WHAT THE TASK REQUIRES
Word for word, restate the lines of the listing from the one that holds "of the stack" through the very last line, and nothing more.

SOURCE INFORMATION
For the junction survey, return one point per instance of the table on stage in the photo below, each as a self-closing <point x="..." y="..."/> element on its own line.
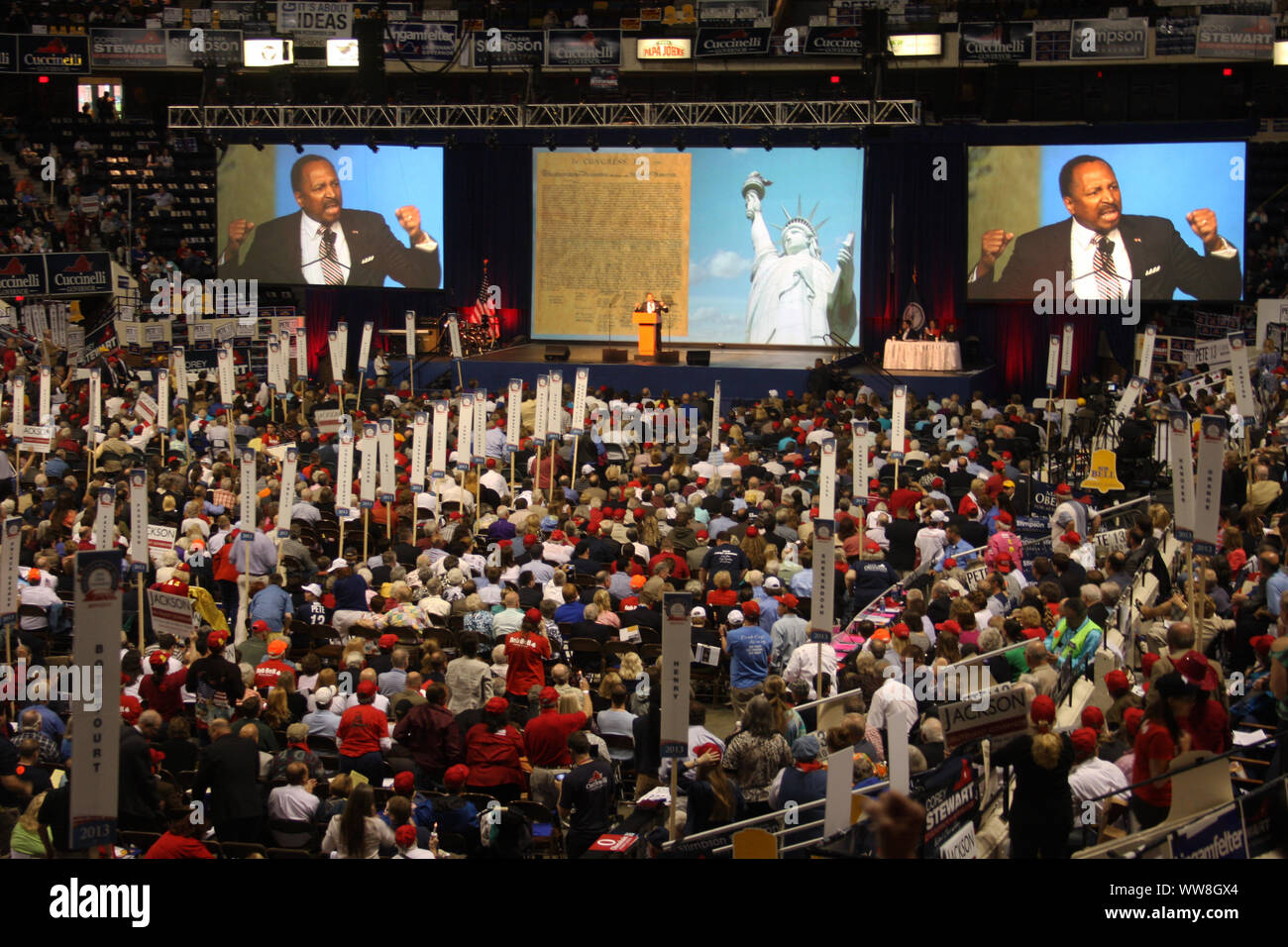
<point x="922" y="356"/>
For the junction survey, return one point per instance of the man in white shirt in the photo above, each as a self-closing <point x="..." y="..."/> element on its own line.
<point x="295" y="800"/>
<point x="1091" y="776"/>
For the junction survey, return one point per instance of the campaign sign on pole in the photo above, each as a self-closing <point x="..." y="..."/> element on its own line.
<point x="898" y="412"/>
<point x="11" y="552"/>
<point x="1207" y="484"/>
<point x="1004" y="712"/>
<point x="464" y="432"/>
<point x="1146" y="352"/>
<point x="95" y="403"/>
<point x="226" y="373"/>
<point x="1183" y="474"/>
<point x="369" y="447"/>
<point x="170" y="613"/>
<point x="95" y="754"/>
<point x="420" y="441"/>
<point x="1243" y="395"/>
<point x="163" y="399"/>
<point x="344" y="476"/>
<point x="286" y="501"/>
<point x="478" y="446"/>
<point x="160" y="541"/>
<point x="677" y="655"/>
<point x="514" y="414"/>
<point x="365" y="348"/>
<point x="179" y="365"/>
<point x="438" y="455"/>
<point x="44" y="410"/>
<point x="104" y="514"/>
<point x="140" y="518"/>
<point x="387" y="478"/>
<point x="579" y="402"/>
<point x="541" y="419"/>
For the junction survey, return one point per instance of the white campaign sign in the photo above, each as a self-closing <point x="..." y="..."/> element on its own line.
<point x="419" y="445"/>
<point x="1183" y="474"/>
<point x="1207" y="486"/>
<point x="898" y="412"/>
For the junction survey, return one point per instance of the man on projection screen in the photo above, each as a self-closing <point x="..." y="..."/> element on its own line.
<point x="795" y="298"/>
<point x="326" y="245"/>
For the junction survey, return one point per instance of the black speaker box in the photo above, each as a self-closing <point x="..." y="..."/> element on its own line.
<point x="697" y="357"/>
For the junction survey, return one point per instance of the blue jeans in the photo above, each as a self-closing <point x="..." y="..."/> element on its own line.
<point x="370" y="764"/>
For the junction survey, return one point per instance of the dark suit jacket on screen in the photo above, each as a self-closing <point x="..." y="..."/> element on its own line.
<point x="374" y="253"/>
<point x="1159" y="258"/>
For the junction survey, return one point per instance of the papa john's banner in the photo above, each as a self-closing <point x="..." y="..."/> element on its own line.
<point x="584" y="48"/>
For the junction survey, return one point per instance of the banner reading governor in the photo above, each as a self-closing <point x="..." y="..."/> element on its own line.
<point x="316" y="239"/>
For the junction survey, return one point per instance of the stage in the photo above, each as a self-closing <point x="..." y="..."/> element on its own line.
<point x="743" y="371"/>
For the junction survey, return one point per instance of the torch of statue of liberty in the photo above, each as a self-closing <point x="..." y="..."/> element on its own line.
<point x="795" y="298"/>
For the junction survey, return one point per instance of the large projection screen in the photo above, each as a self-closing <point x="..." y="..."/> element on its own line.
<point x="380" y="196"/>
<point x="1155" y="252"/>
<point x="745" y="247"/>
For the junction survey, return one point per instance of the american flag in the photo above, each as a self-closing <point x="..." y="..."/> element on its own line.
<point x="483" y="308"/>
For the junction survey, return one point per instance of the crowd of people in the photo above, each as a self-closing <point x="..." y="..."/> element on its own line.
<point x="492" y="639"/>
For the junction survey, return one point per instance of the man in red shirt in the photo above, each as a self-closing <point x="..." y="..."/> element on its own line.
<point x="360" y="733"/>
<point x="273" y="665"/>
<point x="526" y="651"/>
<point x="907" y="496"/>
<point x="545" y="741"/>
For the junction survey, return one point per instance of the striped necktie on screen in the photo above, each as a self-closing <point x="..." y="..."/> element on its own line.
<point x="1107" y="278"/>
<point x="331" y="270"/>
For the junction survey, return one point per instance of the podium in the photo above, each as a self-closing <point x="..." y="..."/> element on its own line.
<point x="648" y="325"/>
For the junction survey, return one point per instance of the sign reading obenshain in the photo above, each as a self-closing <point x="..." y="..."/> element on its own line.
<point x="733" y="42"/>
<point x="584" y="48"/>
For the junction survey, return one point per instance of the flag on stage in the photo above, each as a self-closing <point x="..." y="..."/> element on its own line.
<point x="484" y="311"/>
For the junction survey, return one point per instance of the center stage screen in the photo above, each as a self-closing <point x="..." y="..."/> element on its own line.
<point x="742" y="245"/>
<point x="1172" y="213"/>
<point x="384" y="208"/>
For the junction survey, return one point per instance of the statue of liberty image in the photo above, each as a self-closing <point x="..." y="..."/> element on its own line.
<point x="797" y="299"/>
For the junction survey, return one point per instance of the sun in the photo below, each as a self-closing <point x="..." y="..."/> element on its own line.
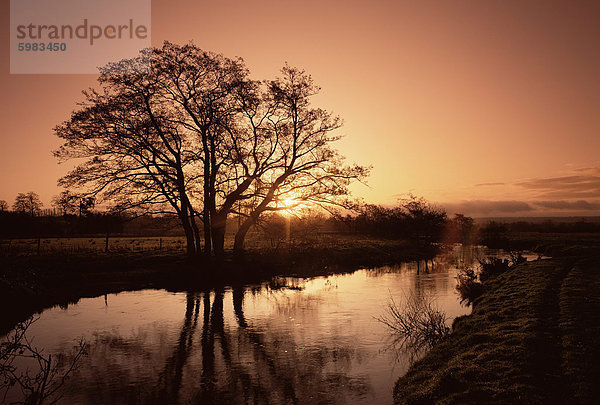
<point x="290" y="206"/>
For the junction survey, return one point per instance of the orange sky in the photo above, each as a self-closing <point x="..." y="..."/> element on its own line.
<point x="489" y="106"/>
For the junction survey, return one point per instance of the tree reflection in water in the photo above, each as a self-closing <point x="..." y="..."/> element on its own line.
<point x="215" y="363"/>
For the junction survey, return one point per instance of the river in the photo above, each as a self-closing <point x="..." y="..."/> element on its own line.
<point x="290" y="340"/>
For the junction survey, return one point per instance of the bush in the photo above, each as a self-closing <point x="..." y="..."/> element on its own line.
<point x="417" y="325"/>
<point x="468" y="285"/>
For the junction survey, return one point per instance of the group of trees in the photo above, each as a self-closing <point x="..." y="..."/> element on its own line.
<point x="66" y="202"/>
<point x="413" y="219"/>
<point x="194" y="135"/>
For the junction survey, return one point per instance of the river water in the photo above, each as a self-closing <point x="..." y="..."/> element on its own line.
<point x="290" y="340"/>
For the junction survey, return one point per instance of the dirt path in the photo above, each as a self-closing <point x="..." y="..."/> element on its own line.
<point x="533" y="337"/>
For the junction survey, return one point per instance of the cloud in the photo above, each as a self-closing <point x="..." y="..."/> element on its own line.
<point x="489" y="184"/>
<point x="488" y="207"/>
<point x="582" y="205"/>
<point x="584" y="184"/>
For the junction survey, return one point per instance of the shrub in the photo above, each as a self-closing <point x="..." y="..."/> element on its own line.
<point x="468" y="285"/>
<point x="417" y="324"/>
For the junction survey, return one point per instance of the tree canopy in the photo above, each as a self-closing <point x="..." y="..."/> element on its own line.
<point x="195" y="136"/>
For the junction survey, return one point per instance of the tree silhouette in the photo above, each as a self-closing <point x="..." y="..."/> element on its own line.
<point x="302" y="166"/>
<point x="27" y="203"/>
<point x="195" y="137"/>
<point x="66" y="202"/>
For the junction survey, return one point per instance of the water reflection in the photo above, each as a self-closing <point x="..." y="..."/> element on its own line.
<point x="287" y="341"/>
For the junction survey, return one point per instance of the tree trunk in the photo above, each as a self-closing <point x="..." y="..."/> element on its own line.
<point x="207" y="232"/>
<point x="189" y="235"/>
<point x="219" y="226"/>
<point x="240" y="236"/>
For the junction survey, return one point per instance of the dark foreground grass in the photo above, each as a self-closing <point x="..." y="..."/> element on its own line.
<point x="532" y="338"/>
<point x="31" y="283"/>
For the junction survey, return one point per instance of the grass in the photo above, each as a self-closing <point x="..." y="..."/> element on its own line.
<point x="530" y="339"/>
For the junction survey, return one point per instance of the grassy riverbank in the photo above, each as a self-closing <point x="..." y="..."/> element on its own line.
<point x="532" y="338"/>
<point x="31" y="283"/>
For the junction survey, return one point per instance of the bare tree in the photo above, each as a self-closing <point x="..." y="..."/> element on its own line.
<point x="28" y="203"/>
<point x="67" y="202"/>
<point x="301" y="164"/>
<point x="143" y="137"/>
<point x="196" y="137"/>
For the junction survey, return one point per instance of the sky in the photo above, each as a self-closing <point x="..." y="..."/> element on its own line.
<point x="490" y="108"/>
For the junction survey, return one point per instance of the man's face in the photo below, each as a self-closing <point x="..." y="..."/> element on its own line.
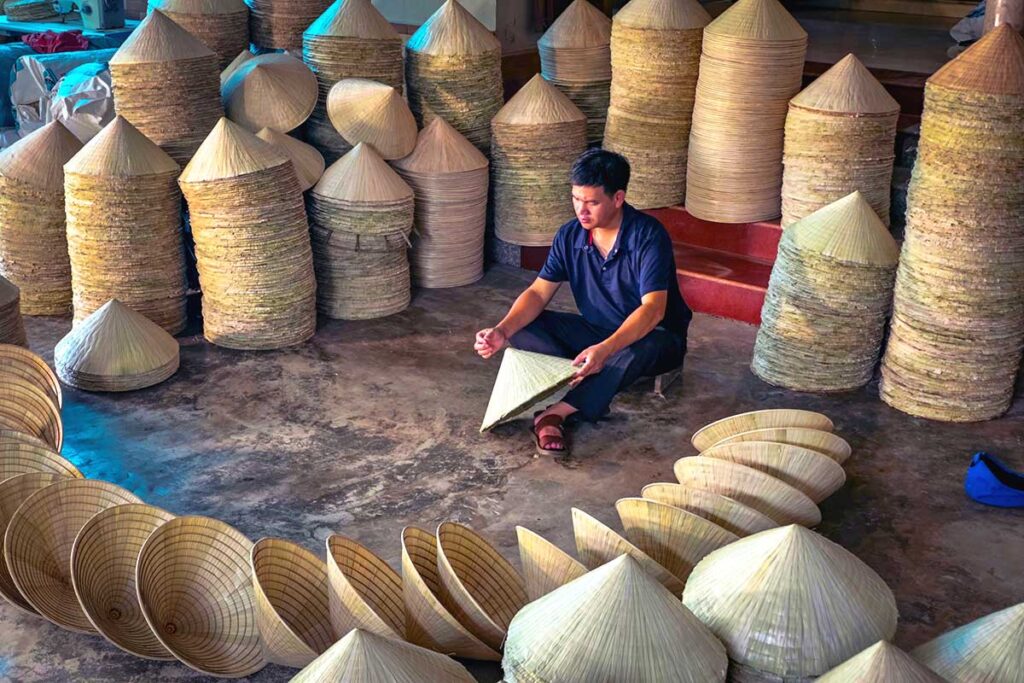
<point x="594" y="207"/>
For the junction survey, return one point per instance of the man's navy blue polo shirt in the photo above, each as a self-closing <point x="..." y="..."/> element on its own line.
<point x="607" y="291"/>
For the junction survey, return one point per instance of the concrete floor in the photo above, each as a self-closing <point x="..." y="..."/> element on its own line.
<point x="373" y="425"/>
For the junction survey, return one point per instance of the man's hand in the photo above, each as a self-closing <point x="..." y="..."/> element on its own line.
<point x="489" y="341"/>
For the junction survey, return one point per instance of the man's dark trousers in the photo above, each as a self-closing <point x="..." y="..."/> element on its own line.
<point x="566" y="335"/>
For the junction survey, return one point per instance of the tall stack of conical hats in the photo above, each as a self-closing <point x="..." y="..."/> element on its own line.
<point x="124" y="226"/>
<point x="167" y="84"/>
<point x="576" y="56"/>
<point x="957" y="324"/>
<point x="221" y="25"/>
<point x="829" y="296"/>
<point x="752" y="63"/>
<point x="454" y="71"/>
<point x="536" y="138"/>
<point x="450" y="179"/>
<point x="351" y="39"/>
<point x="33" y="239"/>
<point x="252" y="242"/>
<point x="840" y="135"/>
<point x="360" y="214"/>
<point x="655" y="48"/>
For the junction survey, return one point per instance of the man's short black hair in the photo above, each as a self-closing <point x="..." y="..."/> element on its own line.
<point x="600" y="168"/>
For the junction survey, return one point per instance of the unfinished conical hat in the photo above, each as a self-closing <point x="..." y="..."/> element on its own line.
<point x="116" y="349"/>
<point x="38" y="159"/>
<point x="847" y="88"/>
<point x="790" y="602"/>
<point x="440" y="150"/>
<point x="987" y="650"/>
<point x="367" y="657"/>
<point x="598" y="544"/>
<point x="545" y="565"/>
<point x="270" y="91"/>
<point x="815" y="474"/>
<point x="365" y="111"/>
<point x="882" y="663"/>
<point x="102" y="570"/>
<point x="524" y="379"/>
<point x="228" y="152"/>
<point x="994" y="66"/>
<point x="847" y="230"/>
<point x="453" y="31"/>
<point x="292" y="609"/>
<point x="157" y="39"/>
<point x="762" y="492"/>
<point x="306" y="159"/>
<point x="118" y="151"/>
<point x="613" y="624"/>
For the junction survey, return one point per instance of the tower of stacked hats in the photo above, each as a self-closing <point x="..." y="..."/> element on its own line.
<point x="957" y="324"/>
<point x="351" y="39"/>
<point x="751" y="66"/>
<point x="454" y="71"/>
<point x="840" y="135"/>
<point x="252" y="242"/>
<point x="124" y="226"/>
<point x="576" y="56"/>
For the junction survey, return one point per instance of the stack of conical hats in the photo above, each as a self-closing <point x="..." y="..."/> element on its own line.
<point x="360" y="214"/>
<point x="655" y="48"/>
<point x="536" y="138"/>
<point x="454" y="71"/>
<point x="957" y="324"/>
<point x="116" y="349"/>
<point x="576" y="56"/>
<point x="751" y="66"/>
<point x="351" y="39"/>
<point x="829" y="295"/>
<point x="840" y="135"/>
<point x="821" y="604"/>
<point x="450" y="178"/>
<point x="221" y="25"/>
<point x="124" y="226"/>
<point x="252" y="242"/>
<point x="167" y="84"/>
<point x="33" y="239"/>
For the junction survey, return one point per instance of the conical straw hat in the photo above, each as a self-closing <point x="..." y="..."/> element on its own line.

RESPONSE AREA
For the junction survey, return one point per instance of the stack of conical hats in the photo above, each as a self-closing <point x="..." y="..."/> element on its own line.
<point x="360" y="214"/>
<point x="655" y="48"/>
<point x="536" y="138"/>
<point x="454" y="71"/>
<point x="957" y="324"/>
<point x="116" y="349"/>
<point x="576" y="56"/>
<point x="751" y="66"/>
<point x="351" y="39"/>
<point x="829" y="295"/>
<point x="840" y="135"/>
<point x="821" y="604"/>
<point x="450" y="178"/>
<point x="221" y="25"/>
<point x="124" y="226"/>
<point x="252" y="242"/>
<point x="167" y="84"/>
<point x="33" y="239"/>
For the junction survey, return one point per instance of the conical straw hat in the photo above, each as a self-closing <point x="..." y="..."/> element on its own line.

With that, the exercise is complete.